• **PROBLEM DETAILS**
Give every line below as a JSON list of strings, one string per line. Skip blank lines and leave the pictures out.

Image box annotation records:
════════

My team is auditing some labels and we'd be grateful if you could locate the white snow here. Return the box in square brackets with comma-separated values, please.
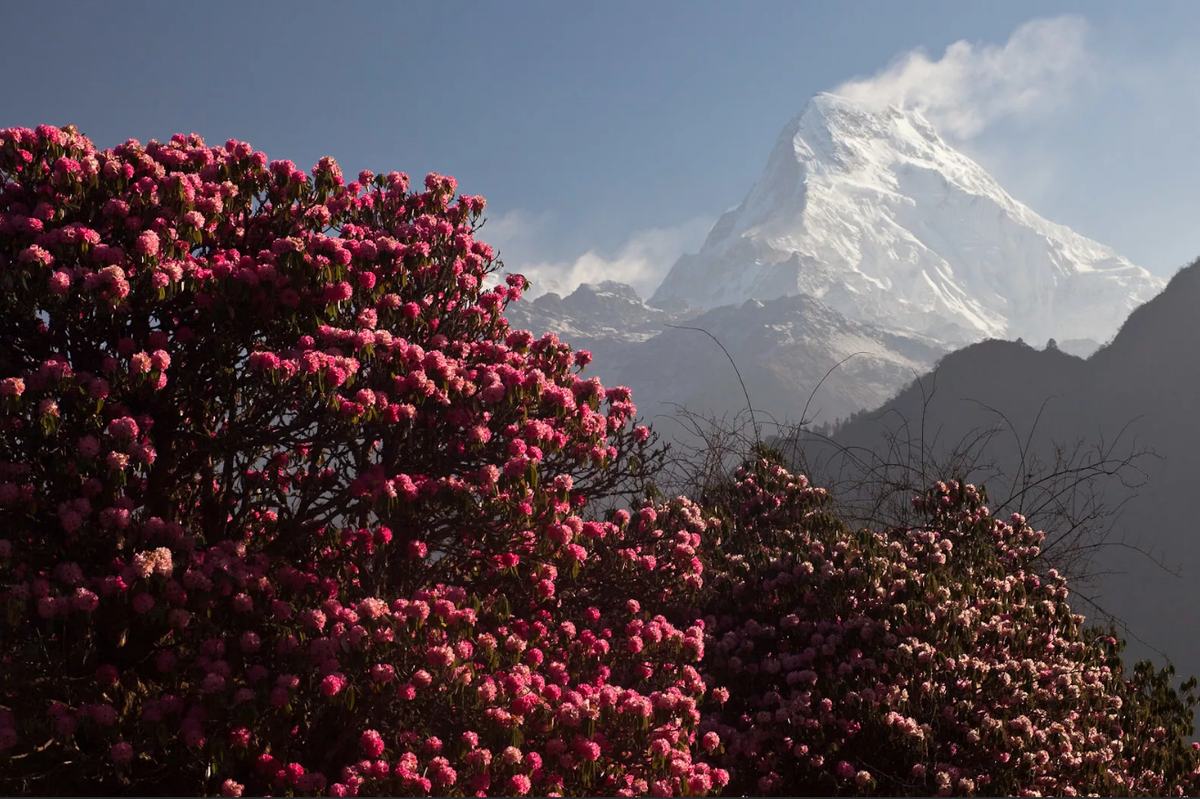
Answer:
[649, 94, 1165, 346]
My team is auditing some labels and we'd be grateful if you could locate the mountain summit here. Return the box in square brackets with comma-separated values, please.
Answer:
[649, 94, 1164, 346]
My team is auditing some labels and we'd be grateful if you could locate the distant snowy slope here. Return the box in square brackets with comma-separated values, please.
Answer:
[649, 95, 1164, 344]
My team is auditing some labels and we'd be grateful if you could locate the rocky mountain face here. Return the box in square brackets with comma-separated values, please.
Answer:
[649, 95, 1163, 346]
[777, 256, 1200, 729]
[494, 95, 1163, 467]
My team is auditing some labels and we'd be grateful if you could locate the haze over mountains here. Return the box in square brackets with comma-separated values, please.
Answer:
[496, 86, 1200, 715]
[777, 253, 1200, 715]
[508, 95, 1163, 432]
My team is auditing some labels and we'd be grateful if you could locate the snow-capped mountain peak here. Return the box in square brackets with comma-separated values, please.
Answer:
[649, 94, 1164, 344]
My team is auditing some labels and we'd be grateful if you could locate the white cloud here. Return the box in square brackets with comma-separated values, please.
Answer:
[833, 16, 1092, 139]
[481, 211, 714, 299]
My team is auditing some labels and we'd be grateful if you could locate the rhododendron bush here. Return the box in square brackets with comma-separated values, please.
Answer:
[0, 126, 710, 795]
[0, 126, 1198, 795]
[702, 458, 1200, 795]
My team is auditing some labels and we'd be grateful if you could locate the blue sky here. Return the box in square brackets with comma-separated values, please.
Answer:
[0, 0, 1200, 290]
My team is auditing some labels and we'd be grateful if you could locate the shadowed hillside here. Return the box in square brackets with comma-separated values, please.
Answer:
[772, 255, 1200, 691]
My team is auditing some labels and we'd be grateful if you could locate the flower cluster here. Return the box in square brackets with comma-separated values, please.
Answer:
[0, 126, 710, 795]
[702, 458, 1200, 795]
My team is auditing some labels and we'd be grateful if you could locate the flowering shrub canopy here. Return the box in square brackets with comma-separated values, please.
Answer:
[702, 458, 1200, 795]
[0, 126, 1198, 795]
[0, 126, 726, 795]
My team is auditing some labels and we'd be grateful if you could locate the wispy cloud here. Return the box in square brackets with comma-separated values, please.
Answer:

════════

• **REPLY TO THE TASK**
[
  "My team is auditing some labels and we'd be grateful if you could locate the white snow here. Return the box in square brackets with comma-separated values, please.",
  "Answer:",
  "[649, 94, 1165, 346]",
  "My team is auditing some labels and we'd be grateful if you could locate the mountain summit here. Return the box in square brackets with comma-separated values, please.",
  "Answer:",
  "[649, 94, 1164, 346]",
  "My team is auditing some labels and we'd be grateful if you could locate the distant snowy slope here. Return the box in square brackets with comma-separated values, please.",
  "Answer:",
  "[649, 95, 1164, 344]",
  "My team is auditing some labels and we'd be grateful if you could locate the rocky mountain face here. Return the box in square brackets with comma-separated values, please.",
  "Answer:",
  "[649, 95, 1163, 346]",
  "[777, 256, 1200, 729]",
  "[494, 95, 1163, 467]",
  "My team is auditing some labels and we'd be grateful if you could locate the haze over mountains here. Return the box in square brackets with comma-separated values, please.",
  "Answer:",
  "[496, 86, 1200, 715]",
  "[777, 253, 1200, 715]",
  "[508, 95, 1163, 432]",
  "My team is auditing some labels and we'd be grateful if you could locate the snow-capped mountain peak here. Return the box in square brackets with comma-separated values, please.",
  "Answer:",
  "[649, 94, 1164, 344]",
  "My team is auditing some labels and we'd be grateful if you could locate the white cloud here. Return the box in square brackets with comma-separated values, please.",
  "Answer:",
  "[833, 16, 1092, 139]",
  "[481, 211, 714, 299]",
  "My team is auditing some labels and we'd be grateful if you could locate the rhododendron bush here. Return the box in square brackets with comma-separated values, please.",
  "Answer:",
  "[0, 126, 710, 795]",
  "[0, 126, 1198, 795]",
  "[702, 458, 1200, 795]",
  "My team is auditing some labels and we'd be grateful if you could locate the blue sky here. Return the box in square brackets with comma-separated values, please.",
  "Answer:",
  "[0, 0, 1200, 290]",
  "My team is auditing some labels and we'd be grateful if you could locate the shadowed hillside here. Return the box in square brackets with comma-separated values, please.",
  "Answer:",
  "[772, 255, 1200, 691]",
  "My team is auditing some labels and we'd be grateful if you could locate the flower cluster here. Return the box in square brackets with comma-separated values, please.",
  "Answer:",
  "[0, 126, 710, 795]",
  "[702, 458, 1200, 795]",
  "My team is auditing some labels and we'd be grateful if you could locate the flowering shrub canopy here. Return the box in square brackets with comma-separated values, please.",
  "Answer:",
  "[702, 458, 1200, 795]",
  "[0, 126, 1198, 795]",
  "[0, 126, 726, 795]",
  "My team is auditing some labels and we'd be grateful if you could locate the wispy cloud here. Return the box in square brackets with comma-separated values, please.",
  "Answer:"
]